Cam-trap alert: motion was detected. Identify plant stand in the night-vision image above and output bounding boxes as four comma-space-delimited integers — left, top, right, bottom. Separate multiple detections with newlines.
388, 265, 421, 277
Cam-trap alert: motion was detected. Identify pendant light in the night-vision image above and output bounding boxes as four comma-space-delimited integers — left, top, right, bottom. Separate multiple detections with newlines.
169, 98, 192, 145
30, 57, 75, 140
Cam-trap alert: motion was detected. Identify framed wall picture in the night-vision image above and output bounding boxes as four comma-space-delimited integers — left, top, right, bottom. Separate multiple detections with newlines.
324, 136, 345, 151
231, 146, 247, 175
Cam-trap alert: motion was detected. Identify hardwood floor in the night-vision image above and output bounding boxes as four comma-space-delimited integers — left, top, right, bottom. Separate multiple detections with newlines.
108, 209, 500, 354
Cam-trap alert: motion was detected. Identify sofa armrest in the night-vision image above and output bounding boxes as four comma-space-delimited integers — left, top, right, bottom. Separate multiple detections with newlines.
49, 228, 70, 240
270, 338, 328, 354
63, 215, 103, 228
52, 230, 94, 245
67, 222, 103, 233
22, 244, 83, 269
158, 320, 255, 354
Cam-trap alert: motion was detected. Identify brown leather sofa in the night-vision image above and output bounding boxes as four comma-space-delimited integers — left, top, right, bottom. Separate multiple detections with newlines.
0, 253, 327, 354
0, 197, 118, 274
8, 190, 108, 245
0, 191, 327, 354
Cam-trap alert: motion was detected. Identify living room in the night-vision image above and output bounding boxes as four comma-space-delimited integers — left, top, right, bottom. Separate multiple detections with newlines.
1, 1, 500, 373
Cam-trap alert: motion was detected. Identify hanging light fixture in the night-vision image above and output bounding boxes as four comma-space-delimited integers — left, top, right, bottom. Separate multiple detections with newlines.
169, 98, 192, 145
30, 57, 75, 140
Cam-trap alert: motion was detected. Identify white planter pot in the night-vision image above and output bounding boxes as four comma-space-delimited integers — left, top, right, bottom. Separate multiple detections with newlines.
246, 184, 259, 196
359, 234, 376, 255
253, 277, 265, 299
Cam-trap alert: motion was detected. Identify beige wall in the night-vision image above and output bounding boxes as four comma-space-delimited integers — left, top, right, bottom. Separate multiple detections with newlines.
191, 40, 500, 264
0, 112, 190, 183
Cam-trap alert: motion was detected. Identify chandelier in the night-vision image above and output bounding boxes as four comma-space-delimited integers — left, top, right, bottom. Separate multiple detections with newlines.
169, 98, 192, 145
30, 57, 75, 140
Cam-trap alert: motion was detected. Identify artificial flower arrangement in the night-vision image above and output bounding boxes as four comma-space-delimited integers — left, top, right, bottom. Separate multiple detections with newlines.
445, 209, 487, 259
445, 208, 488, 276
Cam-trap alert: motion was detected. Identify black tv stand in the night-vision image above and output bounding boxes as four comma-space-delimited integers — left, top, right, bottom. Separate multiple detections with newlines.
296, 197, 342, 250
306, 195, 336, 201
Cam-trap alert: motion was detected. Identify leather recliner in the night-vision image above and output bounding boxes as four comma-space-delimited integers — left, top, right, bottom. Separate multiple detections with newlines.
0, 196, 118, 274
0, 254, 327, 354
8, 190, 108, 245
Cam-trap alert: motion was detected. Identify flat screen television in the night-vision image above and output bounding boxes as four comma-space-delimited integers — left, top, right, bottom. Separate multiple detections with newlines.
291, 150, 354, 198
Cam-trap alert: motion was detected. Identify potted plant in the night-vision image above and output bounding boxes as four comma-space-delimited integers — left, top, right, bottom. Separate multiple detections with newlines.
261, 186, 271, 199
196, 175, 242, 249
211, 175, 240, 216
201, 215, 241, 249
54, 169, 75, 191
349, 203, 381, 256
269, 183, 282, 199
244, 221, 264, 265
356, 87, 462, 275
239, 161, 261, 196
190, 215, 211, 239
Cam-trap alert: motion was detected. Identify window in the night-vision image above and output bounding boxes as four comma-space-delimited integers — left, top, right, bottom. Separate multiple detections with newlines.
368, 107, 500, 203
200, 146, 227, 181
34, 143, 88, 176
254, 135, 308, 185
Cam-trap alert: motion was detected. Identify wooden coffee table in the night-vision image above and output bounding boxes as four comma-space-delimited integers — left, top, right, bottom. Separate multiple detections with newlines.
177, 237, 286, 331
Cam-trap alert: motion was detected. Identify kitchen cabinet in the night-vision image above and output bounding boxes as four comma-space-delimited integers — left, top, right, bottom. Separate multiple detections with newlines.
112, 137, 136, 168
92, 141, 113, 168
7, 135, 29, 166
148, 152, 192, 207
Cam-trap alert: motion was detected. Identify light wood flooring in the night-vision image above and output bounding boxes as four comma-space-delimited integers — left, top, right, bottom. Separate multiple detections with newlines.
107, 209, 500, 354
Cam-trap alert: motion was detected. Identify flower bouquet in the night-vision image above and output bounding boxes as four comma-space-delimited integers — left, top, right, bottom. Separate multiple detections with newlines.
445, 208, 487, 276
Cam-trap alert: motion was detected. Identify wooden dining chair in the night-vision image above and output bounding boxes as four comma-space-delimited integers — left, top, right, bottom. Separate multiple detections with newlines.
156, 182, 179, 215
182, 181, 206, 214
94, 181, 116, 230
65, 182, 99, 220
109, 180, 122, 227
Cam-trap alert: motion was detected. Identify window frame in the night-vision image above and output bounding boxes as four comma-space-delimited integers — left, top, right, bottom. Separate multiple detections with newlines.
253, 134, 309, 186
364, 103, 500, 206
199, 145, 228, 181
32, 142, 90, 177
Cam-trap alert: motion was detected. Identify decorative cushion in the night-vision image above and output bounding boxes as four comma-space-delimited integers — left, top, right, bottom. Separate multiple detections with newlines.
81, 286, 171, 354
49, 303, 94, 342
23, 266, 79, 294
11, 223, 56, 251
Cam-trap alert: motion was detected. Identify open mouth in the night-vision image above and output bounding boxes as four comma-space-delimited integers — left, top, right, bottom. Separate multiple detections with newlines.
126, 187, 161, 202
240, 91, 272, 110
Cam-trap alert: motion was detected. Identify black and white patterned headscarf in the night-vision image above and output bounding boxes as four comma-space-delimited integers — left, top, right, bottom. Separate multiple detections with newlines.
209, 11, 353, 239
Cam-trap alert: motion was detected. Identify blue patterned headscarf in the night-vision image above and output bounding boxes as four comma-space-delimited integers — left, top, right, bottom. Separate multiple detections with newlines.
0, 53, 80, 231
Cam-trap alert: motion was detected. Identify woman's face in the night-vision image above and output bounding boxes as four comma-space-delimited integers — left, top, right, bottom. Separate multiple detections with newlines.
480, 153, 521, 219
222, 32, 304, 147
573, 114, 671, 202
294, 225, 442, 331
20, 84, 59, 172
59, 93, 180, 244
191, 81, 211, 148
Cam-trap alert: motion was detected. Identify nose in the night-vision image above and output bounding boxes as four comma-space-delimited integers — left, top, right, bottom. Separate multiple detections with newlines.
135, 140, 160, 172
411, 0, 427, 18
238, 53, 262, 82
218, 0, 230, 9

★ ★ ★ ★ ★

Exercise aim — Each of the entries above needs to be given again exactly.

Exercise answer —
Cam-trap alert: motion was detected. Identify plant stand in the night-vision image above and output bounding boxes as four comma-space-delimited integers — left, top, right, bottom. Separate multiple detections with newlines.
388, 265, 421, 277
Cam-trap alert: motion was detected. Identify pendant light in the night-vision image above and output bounding boxes as four comma-space-delimited integers — left, top, right, bottom. Separate multiple detections with newlines.
169, 98, 192, 145
30, 57, 75, 140
Cam-trap alert: motion was detected. Identify framed wall picture in the night-vision image above and output bounding boxes as four comma-space-delimited integers — left, top, right, bottom. Separate multiple detections with newlines.
324, 136, 345, 151
231, 146, 247, 175
Cam-trap alert: motion was detected. Identify hardwood floor in the night-vision image above and output bounding boxes as four comma-space-delimited integers — left, top, right, bottom. Separate multiple detections with newlines.
108, 209, 500, 354
Cam-trap alert: motion was detected. Identify sofa armrest in the night-vision image above and output bounding boxes as four comma-space-delimited integers — left, top, right, bottom. Separate multiple detections with newlines.
49, 228, 70, 240
270, 338, 328, 354
63, 215, 103, 228
52, 230, 94, 245
67, 222, 103, 233
22, 244, 83, 269
158, 320, 255, 354
Cam-trap alert: motion was detected. Identify brown leather sofa in the night-vision image above and output bounding boxes as four comma-space-delimited integers — left, top, right, bottom. Separate multiple detections with newlines.
0, 253, 327, 354
0, 197, 118, 274
8, 190, 108, 245
0, 191, 327, 354
Cam-trap alert: motion was detected. Identify living room in the night-vision image above and output bounding boxes as four comma-space-delimited integers — left, top, right, bottom. Separate multiple detections with newlines.
1, 1, 500, 373
Cam-trap alert: motion was detected. Identify hanging light fixture in the night-vision image above and output bounding boxes as four comma-space-delimited integers — left, top, right, bottom. Separate multiple detections with newlines.
169, 98, 192, 145
30, 57, 75, 140
Cam-trap alert: motion was detected. Identify white planter pot in the night-vision image above and output bounding boxes as four comma-space-delimited integers — left, top, right, bottom. Separate multiple detections with newlines.
246, 184, 259, 196
359, 234, 376, 255
253, 277, 265, 299
Cam-trap alert: motion was detected. Identify beige wall in the night-vision image above and output bounding boxes as four comma-space-delimited integers — left, top, right, bottom. Separate multiple detections with newlines.
191, 40, 500, 264
0, 112, 190, 183
Cam-trap alert: motion was detected. Identify chandelier in the night-vision image above and output bounding boxes as four comma-space-delimited integers — left, top, right, bottom. Separate multiple detections with newlines.
169, 98, 192, 145
30, 57, 75, 140
Cam-trap alert: motion was detected. Identify artificial flower arrangement in the night-vision image above and output bounding boxes as four comma-space-delimited integers — left, top, right, bottom. Separate multiple detections with newlines.
445, 209, 487, 259
445, 208, 488, 276
Cam-trap alert: motion was detected. Identify black tv stand in the night-vision image above and output bounding boxes as four comma-space-delimited integers — left, top, right, bottom. Separate multiple detections with newlines.
296, 197, 342, 250
306, 195, 336, 201
Cam-trap alert: motion was detected. Identify leather recliner in the night-vision image above and output bounding boxes as four comma-space-delimited integers — left, top, right, bottom. Separate multiple detections with newlines.
0, 196, 118, 274
0, 254, 327, 354
8, 190, 108, 245
Cam-trap alert: motion was detected. Identify flat screen television in the night-vision image above and output bounding boxes as four comma-space-delimited integers — left, top, right, bottom. Separate multiple detections with newlines.
291, 150, 354, 198
Cam-trap alert: motion was detected. Identify potted plant in the night-vision image above and output bounding boxes as four comma-space-delimited integers — left, top, right, bottom. Separate multiple detections with newlines.
261, 186, 271, 199
196, 175, 242, 249
211, 175, 240, 216
201, 215, 241, 249
54, 169, 75, 191
349, 203, 381, 256
269, 183, 282, 199
244, 221, 264, 265
356, 87, 462, 275
239, 161, 261, 196
190, 215, 211, 239
Cam-trap alert: motion was detected. Identify window in the night-vision image above and output bounding boxes as four comma-space-delimited integers — left, top, right, bottom. Separate multiple detections with newlines.
368, 107, 500, 203
200, 146, 227, 181
34, 143, 88, 176
254, 135, 308, 185
Cam-trap alert: motion was detected. Identify wooden coffee table in the night-vision image above and output bounding boxes as four comma-space-delimited integers — left, top, right, bottom. Separate multiple detections with newlines.
177, 237, 286, 331
Cam-trap alert: motion was detected. Identify kitchen cabinet in the night-vision image above and output bounding boxes as four comma-space-delimited integers — left, top, right, bottom. Separate multiple detections with newlines.
112, 137, 136, 168
92, 141, 113, 168
7, 135, 29, 166
148, 152, 192, 207
Cam-trap alert: motion was detected. Identify light wood flooring in the night-vision image above and output bounding boxes as four comma-space-delimited integers — left, top, right, bottom. Separate multiple detections with newlines.
107, 209, 500, 354
Cam-trap alert: motion was detected. Identify flower bouquet in the night-vision image above and output bounding boxes as four comma-space-delimited integers — left, top, right, bottom. Separate multiple detections with newlines.
445, 208, 487, 276
Cam-trap alert: motion was detected. Identify wooden dining chair in the night-vision image above and output bounding boxes as four comma-space-delimited integers — left, top, right, bottom. Separate multiple detections with newlines.
156, 182, 179, 215
182, 181, 206, 214
94, 181, 116, 230
65, 182, 99, 220
109, 180, 122, 227
Cam-trap alert: motion was detected. Identify window frame in the night-vision image above and output bounding boxes as four comma-space-delimited integers — left, top, right, bottom. Separate multiple detections with newlines.
253, 134, 309, 186
364, 103, 500, 206
199, 145, 228, 181
32, 142, 90, 177
Cam-trap alert: motion was detected. Identify decorative cushion in the night-vision image above and output bounding boxes as four comma-space-delimited integers — left, top, right, bottom. Separate multiple detections with newlines.
81, 286, 171, 354
49, 303, 94, 342
23, 266, 79, 294
11, 223, 56, 251
Cam-trap alert: motion was detected. Identify open mouth in the night-vision image above and output bounding boxes as four comma-space-delimited integers — left, top, right, bottom. Separate multiple detections with newlines.
126, 187, 161, 202
240, 91, 272, 110
Cam-trap alert: motion was detected. Identify black and white patterned headscarf in the night-vision image above and output bounding boxes as four comma-space-delimited integers — left, top, right, bottom. Separate multiple detections with newlines.
209, 11, 353, 239
Cam-trap alert: motion was detected. Identify blue patterned headscarf in the night-vision image above and output bounding boxes as four comma-space-delimited integers — left, top, right, bottom. Separate multiple detections with newlines.
0, 53, 80, 231
Cam-trap alert: motion was detected. Identify woman's face in the night-vision image above and output bounding boxes as four comma-space-delimited integers — left, top, right, bottom. Separate multiple detections with newlines.
480, 153, 521, 219
222, 32, 304, 147
573, 114, 671, 202
294, 225, 442, 331
20, 84, 59, 172
59, 93, 180, 244
191, 81, 211, 148
Cam-trap alert: motion was detected. Identify nose in the night-vision image above and output bounding boxes as four comma-space-delimited integers — left, top, right, bottom. Separate multiple detections with newlines.
135, 140, 160, 172
411, 0, 427, 18
238, 53, 262, 82
218, 0, 230, 9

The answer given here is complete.